SUPPLIED MATERIAL:
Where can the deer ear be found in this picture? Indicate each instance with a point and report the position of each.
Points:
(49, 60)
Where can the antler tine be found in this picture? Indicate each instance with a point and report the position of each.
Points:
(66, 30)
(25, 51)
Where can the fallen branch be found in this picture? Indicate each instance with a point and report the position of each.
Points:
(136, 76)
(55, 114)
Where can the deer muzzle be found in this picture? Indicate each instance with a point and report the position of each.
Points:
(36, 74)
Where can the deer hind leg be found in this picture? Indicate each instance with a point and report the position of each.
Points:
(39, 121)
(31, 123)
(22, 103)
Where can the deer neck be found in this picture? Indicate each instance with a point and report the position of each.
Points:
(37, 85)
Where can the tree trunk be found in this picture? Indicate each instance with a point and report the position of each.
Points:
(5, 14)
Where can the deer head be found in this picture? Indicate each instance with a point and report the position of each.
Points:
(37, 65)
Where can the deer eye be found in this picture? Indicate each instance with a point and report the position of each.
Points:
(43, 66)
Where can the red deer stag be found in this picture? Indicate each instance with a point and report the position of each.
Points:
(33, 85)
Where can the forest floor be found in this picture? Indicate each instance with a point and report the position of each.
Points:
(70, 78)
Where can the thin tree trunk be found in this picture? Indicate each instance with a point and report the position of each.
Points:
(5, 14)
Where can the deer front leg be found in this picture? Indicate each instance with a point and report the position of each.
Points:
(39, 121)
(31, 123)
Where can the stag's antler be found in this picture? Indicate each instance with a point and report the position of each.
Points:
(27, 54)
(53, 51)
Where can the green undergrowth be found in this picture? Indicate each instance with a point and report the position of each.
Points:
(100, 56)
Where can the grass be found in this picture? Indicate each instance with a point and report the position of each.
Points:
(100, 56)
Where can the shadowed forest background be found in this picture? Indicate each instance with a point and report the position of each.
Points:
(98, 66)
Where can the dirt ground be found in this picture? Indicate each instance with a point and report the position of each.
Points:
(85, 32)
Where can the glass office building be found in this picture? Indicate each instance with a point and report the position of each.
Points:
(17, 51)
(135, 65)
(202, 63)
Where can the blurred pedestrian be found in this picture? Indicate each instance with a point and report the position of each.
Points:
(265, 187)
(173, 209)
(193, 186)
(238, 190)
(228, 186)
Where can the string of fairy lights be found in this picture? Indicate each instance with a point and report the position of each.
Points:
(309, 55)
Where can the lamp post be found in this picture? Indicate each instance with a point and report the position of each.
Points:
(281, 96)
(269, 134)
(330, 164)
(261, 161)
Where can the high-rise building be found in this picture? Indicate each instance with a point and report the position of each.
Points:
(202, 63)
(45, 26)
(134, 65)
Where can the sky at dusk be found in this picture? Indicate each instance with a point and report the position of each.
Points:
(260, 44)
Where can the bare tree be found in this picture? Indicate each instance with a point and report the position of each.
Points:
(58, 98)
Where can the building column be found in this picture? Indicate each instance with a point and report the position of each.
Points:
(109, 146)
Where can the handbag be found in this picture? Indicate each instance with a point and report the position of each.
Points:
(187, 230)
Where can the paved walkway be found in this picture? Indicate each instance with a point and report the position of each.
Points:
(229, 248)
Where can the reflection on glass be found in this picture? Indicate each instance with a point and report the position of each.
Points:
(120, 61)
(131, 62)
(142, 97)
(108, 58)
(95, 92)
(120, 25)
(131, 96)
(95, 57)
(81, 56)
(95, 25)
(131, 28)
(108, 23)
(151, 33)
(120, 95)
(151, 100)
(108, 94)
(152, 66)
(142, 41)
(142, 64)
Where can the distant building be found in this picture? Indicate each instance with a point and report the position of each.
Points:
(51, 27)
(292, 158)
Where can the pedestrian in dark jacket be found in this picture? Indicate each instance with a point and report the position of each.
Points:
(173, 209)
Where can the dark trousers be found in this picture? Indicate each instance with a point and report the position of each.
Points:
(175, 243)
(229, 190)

--

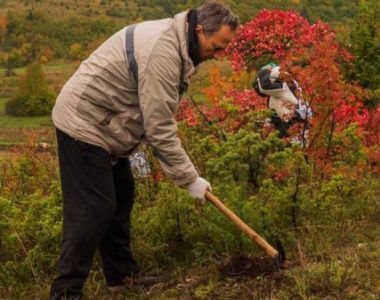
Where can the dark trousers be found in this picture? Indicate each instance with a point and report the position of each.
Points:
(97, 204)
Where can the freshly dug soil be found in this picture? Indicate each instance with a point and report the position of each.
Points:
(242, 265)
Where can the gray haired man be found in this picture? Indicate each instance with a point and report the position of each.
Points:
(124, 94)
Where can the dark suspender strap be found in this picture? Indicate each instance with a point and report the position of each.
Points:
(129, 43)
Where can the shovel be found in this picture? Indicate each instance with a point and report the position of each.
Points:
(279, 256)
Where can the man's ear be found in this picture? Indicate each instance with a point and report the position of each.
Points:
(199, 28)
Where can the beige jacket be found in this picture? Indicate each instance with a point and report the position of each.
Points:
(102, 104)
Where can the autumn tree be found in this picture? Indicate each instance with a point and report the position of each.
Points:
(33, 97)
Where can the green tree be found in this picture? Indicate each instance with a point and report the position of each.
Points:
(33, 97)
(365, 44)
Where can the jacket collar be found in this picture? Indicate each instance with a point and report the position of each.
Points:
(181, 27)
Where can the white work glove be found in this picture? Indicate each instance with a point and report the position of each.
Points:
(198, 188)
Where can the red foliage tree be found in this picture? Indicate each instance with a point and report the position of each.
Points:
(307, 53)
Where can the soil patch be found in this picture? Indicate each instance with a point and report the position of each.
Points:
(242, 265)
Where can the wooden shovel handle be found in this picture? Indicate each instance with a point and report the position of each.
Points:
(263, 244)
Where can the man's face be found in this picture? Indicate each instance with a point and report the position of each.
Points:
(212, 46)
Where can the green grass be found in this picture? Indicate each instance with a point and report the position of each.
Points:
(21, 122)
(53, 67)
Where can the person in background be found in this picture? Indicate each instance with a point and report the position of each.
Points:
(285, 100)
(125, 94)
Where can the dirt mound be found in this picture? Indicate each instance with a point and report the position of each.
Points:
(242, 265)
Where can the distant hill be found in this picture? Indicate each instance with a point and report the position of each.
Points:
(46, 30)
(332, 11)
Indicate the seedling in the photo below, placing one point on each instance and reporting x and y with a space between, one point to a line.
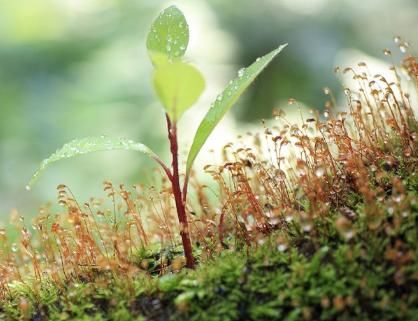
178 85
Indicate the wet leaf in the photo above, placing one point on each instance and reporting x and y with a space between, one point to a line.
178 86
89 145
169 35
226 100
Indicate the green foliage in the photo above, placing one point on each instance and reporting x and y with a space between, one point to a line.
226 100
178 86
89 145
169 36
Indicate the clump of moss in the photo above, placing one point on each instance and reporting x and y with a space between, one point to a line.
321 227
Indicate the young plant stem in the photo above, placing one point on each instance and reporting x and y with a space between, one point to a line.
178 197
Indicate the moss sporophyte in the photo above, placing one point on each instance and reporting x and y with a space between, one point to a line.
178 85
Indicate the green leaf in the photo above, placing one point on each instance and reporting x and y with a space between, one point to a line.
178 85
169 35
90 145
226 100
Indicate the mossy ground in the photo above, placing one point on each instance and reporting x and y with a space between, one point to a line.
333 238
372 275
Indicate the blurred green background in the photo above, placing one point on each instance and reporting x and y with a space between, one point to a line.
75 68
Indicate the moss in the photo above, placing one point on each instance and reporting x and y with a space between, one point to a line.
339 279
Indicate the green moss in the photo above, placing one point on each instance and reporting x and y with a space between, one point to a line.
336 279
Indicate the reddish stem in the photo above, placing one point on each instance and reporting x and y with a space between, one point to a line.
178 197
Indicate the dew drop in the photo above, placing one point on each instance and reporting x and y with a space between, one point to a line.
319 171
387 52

WORK INSTRUCTIONS: Using the records above, copy word for word the line with "Where can the building", the line with "Where can the handbag", and every line between them.

RESULT FOR THIS EXERCISE:
Where can the building column be found in this picture? Indicate each instance with a point and report the position of each.
Points:
(109, 146)
Where can the handbag be found in this picture? Indicate each instance with a point and report the position of each.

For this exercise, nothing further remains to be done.